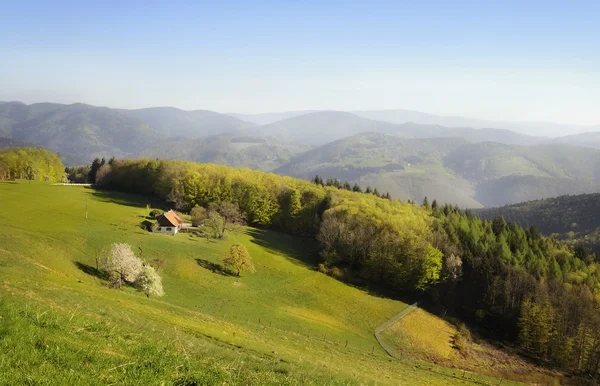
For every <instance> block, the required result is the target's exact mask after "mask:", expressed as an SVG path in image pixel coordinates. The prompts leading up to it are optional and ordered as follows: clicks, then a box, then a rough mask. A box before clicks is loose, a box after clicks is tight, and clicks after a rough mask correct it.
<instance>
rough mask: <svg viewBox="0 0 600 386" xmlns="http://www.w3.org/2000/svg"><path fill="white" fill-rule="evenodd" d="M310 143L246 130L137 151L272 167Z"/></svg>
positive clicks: (175, 156)
mask: <svg viewBox="0 0 600 386" xmlns="http://www.w3.org/2000/svg"><path fill="white" fill-rule="evenodd" d="M308 148H309V147H307V146H295V145H285V144H281V143H278V142H276V141H273V140H267V139H265V138H262V137H256V136H251V135H245V134H243V133H239V132H237V133H224V134H219V135H211V136H208V137H204V138H199V139H195V140H191V139H188V138H174V139H169V140H165V141H161V142H160V143H159V144H157V145H156V146H153V147H151V148H148V149H145V150H143V151H142V152H140V153H139V154H138V156H139V157H143V158H159V159H178V160H184V161H194V162H201V163H217V164H222V165H228V166H245V167H249V168H252V169H256V170H263V171H270V170H273V169H276V168H277V167H279V166H281V165H283V164H285V163H287V162H289V161H290V160H291V159H292V158H293V157H294V156H296V155H298V154H300V153H302V152H304V151H305V150H307V149H308Z"/></svg>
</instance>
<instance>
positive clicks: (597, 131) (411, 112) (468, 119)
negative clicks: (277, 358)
mask: <svg viewBox="0 0 600 386" xmlns="http://www.w3.org/2000/svg"><path fill="white" fill-rule="evenodd" d="M319 111H324V110H306V111H286V112H271V113H263V114H236V113H228V115H231V116H235V117H237V118H240V119H242V120H246V121H249V122H254V123H256V124H258V125H264V124H269V123H274V122H276V121H280V120H283V119H287V118H292V117H296V116H299V115H303V114H307V113H313V112H319ZM348 112H349V113H352V114H354V115H357V116H359V117H361V118H366V119H370V120H375V121H385V122H389V123H395V124H404V123H417V124H423V125H438V126H444V127H449V128H472V129H499V130H510V131H514V132H517V133H519V134H522V135H530V136H534V137H560V136H564V135H565V134H564V133H568V132H576V133H587V132H598V131H600V124H598V125H592V126H584V125H572V124H562V123H553V122H518V121H515V122H511V121H497V120H496V121H494V120H485V119H476V118H467V117H461V116H444V115H435V114H429V113H423V112H419V111H413V110H404V109H389V110H353V111H348Z"/></svg>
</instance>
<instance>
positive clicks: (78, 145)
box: [0, 102, 253, 165]
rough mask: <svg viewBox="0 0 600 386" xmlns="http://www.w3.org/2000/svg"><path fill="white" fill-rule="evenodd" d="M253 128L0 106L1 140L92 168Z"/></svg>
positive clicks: (140, 117)
mask: <svg viewBox="0 0 600 386" xmlns="http://www.w3.org/2000/svg"><path fill="white" fill-rule="evenodd" d="M250 126H253V125H252V124H251V123H248V122H243V121H240V120H238V119H236V118H233V117H230V116H227V115H224V114H219V113H215V112H211V111H183V110H179V109H173V108H150V109H141V110H118V109H110V108H106V107H96V106H90V105H84V104H73V105H62V104H56V103H38V104H32V105H26V104H24V103H21V102H7V103H3V104H1V105H0V137H4V138H8V139H11V140H16V141H26V142H29V143H32V144H35V145H37V146H43V147H45V148H47V149H50V150H53V151H57V152H60V153H61V155H62V157H63V159H64V160H65V163H67V164H70V165H72V164H82V163H89V162H90V160H91V159H93V158H95V157H110V156H115V157H125V156H128V155H131V154H136V153H138V152H140V151H142V150H144V149H146V148H150V147H153V146H156V145H157V144H158V143H160V142H161V141H164V140H166V139H167V138H169V137H171V136H185V137H189V138H192V137H193V138H195V137H199V136H202V135H209V134H215V133H221V132H227V131H235V130H238V129H240V128H243V127H250Z"/></svg>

## Task brief
Pictures stay out; copy every entry above exactly.

## Exercise solution
For every <instance> block, the required result is the target's exact mask after "mask:", expressed as an SVG path in image pixel coordinates. The prompts leading up to it are optional and ordered as follows: clicks, then a box, then a rough mask. A box before clicks is loose, a box after clicks is tight, and clicks after a rough mask correct it.
<instance>
rough mask: <svg viewBox="0 0 600 386" xmlns="http://www.w3.org/2000/svg"><path fill="white" fill-rule="evenodd" d="M310 143L246 130L137 151L272 167Z"/></svg>
positive clicks: (175, 156)
mask: <svg viewBox="0 0 600 386" xmlns="http://www.w3.org/2000/svg"><path fill="white" fill-rule="evenodd" d="M308 148H309V147H307V146H295V145H285V144H281V143H278V142H276V141H273V140H267V139H265V138H262V137H256V136H251V135H245V134H243V133H239V132H237V133H224V134H219V135H211V136H208V137H204V138H199V139H195V140H191V139H188V138H174V139H169V140H165V141H161V142H160V143H159V144H157V145H156V146H153V147H151V148H148V149H145V150H143V151H142V152H140V153H139V154H138V156H139V157H143V158H159V159H178V160H184V161H194V162H201V163H217V164H222V165H228V166H245V167H249V168H252V169H256V170H263V171H270V170H273V169H276V168H277V167H279V166H281V165H283V164H285V163H287V162H289V161H290V160H291V159H292V158H293V157H294V156H296V155H298V154H300V153H302V152H304V151H305V150H307V149H308Z"/></svg>
</instance>
<instance>
positive clicks: (597, 131) (411, 112) (468, 119)
negative clicks: (277, 358)
mask: <svg viewBox="0 0 600 386" xmlns="http://www.w3.org/2000/svg"><path fill="white" fill-rule="evenodd" d="M319 111H324V110H306V111H286V112H271V113H263V114H236V113H228V115H231V116H235V117H237V118H240V119H242V120H246V121H249V122H254V123H256V124H258V125H264V124H269V123H274V122H276V121H280V120H283V119H287V118H292V117H296V116H299V115H303V114H307V113H313V112H319ZM348 112H349V113H352V114H354V115H357V116H359V117H361V118H366V119H370V120H375V121H385V122H389V123H395V124H404V123H417V124H423V125H438V126H444V127H449V128H472V129H499V130H510V131H514V132H517V133H519V134H522V135H530V136H534V137H560V136H564V135H565V134H564V133H568V132H576V133H587V132H598V131H600V124H598V125H592V126H584V125H572V124H562V123H553V122H518V121H515V122H511V121H497V120H496V121H494V120H485V119H476V118H467V117H461V116H444V115H435V114H429V113H423V112H419V111H413V110H404V109H389V110H353V111H348Z"/></svg>
</instance>
<instance>
positive clicks: (78, 145)
box: [0, 102, 253, 165]
rough mask: <svg viewBox="0 0 600 386" xmlns="http://www.w3.org/2000/svg"><path fill="white" fill-rule="evenodd" d="M253 128L0 106L1 140L92 168Z"/></svg>
positive clicks: (140, 117)
mask: <svg viewBox="0 0 600 386" xmlns="http://www.w3.org/2000/svg"><path fill="white" fill-rule="evenodd" d="M250 126H253V125H252V124H251V123H248V122H243V121H240V120H238V119H236V118H233V117H230V116H227V115H224V114H219V113H215V112H211V111H183V110H179V109H173V108H150V109H141V110H118V109H110V108H106V107H96V106H90V105H84V104H73V105H62V104H56V103H38V104H32V105H26V104H24V103H21V102H7V103H3V104H1V105H0V137H4V138H8V139H11V140H16V141H26V142H29V143H32V144H35V145H37V146H43V147H45V148H47V149H50V150H53V151H57V152H60V153H61V155H62V157H63V159H64V160H65V163H67V164H70V165H72V164H82V163H89V162H90V160H91V159H93V158H95V157H110V156H115V157H125V156H128V155H131V154H136V153H138V152H140V151H142V150H144V149H146V148H150V147H153V146H156V145H157V144H158V143H160V142H161V141H164V140H166V139H167V138H169V137H171V136H185V137H189V138H192V137H193V138H195V137H199V136H202V135H209V134H215V133H221V132H227V131H235V130H238V129H240V128H243V127H250Z"/></svg>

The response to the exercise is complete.